* _Listing_
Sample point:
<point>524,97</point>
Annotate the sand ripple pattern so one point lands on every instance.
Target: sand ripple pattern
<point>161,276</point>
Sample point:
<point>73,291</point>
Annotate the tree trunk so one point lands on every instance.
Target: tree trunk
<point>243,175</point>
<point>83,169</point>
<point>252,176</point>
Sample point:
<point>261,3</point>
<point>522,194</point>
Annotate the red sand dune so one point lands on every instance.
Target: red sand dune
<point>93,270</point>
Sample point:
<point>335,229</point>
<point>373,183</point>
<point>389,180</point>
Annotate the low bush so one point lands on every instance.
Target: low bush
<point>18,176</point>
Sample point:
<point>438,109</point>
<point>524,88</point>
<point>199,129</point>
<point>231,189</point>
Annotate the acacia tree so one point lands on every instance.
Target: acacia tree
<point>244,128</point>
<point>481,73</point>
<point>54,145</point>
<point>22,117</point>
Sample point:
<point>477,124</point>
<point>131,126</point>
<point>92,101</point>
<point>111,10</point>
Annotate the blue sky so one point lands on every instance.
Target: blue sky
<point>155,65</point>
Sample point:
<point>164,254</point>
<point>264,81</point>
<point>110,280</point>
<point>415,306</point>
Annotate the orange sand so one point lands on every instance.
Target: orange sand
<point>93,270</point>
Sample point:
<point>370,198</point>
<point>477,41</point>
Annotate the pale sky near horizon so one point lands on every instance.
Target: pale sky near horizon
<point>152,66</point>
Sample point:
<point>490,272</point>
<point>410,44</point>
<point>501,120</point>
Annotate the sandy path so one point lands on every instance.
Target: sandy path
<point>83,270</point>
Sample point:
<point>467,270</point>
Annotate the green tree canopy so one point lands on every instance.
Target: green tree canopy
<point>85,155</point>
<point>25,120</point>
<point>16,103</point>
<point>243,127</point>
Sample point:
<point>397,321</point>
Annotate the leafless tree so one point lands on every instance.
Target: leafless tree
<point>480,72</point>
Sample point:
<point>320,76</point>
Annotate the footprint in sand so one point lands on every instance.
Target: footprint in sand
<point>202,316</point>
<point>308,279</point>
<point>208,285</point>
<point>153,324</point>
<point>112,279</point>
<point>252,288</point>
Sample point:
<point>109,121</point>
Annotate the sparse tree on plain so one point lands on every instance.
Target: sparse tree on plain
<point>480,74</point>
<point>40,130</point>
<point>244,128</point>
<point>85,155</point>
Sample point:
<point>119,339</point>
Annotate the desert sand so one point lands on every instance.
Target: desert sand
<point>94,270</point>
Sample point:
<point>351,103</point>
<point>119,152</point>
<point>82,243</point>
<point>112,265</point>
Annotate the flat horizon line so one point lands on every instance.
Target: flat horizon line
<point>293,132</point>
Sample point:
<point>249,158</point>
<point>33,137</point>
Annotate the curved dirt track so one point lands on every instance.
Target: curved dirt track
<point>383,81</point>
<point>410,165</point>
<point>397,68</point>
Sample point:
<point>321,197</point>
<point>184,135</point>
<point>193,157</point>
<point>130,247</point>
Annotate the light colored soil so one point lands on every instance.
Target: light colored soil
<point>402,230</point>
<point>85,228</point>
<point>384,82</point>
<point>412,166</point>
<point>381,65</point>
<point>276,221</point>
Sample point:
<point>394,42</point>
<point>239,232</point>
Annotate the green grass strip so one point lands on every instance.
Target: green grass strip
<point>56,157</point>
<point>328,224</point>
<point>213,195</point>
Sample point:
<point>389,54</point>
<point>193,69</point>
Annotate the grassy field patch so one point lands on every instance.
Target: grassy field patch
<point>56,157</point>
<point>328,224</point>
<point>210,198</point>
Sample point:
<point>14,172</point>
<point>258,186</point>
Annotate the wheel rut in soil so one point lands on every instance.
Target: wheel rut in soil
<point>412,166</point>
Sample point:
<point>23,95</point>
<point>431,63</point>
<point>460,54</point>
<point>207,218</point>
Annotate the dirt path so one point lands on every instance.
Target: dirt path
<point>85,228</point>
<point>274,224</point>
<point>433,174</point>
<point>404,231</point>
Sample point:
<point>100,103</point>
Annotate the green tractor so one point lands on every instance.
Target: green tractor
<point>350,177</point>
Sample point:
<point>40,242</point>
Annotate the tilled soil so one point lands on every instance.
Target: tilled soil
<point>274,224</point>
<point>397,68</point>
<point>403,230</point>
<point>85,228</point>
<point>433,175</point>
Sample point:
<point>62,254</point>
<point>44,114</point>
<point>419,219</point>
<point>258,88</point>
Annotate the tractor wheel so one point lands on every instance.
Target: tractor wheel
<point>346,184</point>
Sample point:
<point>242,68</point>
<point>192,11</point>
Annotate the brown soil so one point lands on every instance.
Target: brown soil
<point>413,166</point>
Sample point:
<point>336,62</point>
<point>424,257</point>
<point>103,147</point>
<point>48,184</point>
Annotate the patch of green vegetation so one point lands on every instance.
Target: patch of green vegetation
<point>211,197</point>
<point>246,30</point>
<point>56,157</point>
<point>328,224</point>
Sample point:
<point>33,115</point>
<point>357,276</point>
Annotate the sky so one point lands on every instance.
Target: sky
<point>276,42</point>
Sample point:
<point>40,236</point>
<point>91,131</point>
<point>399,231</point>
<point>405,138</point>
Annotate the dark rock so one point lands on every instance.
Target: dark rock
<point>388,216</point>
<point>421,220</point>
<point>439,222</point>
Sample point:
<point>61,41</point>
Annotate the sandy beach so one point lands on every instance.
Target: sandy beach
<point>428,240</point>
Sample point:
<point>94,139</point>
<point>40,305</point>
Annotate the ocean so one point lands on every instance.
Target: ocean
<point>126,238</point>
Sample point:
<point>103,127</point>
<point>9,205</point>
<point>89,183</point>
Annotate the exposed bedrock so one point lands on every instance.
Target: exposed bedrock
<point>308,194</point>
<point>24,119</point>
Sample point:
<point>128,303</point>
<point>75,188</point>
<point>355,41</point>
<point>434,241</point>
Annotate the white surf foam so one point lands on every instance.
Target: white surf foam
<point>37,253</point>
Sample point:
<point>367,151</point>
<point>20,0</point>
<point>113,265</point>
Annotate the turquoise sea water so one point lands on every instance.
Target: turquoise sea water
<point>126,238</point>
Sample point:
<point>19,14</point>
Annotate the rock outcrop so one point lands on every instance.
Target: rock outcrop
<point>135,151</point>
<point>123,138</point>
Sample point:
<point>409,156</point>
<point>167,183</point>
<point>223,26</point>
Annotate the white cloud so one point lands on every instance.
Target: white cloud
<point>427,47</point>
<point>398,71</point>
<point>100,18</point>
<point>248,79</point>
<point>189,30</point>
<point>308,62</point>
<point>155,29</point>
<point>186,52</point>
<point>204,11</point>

* _Short problem_
Gather each line of the items above that contains the string "beach". Letter case counts when matching.

* _Final result_
Annotate the sandy beach so one point lands on every instance.
Target: sandy beach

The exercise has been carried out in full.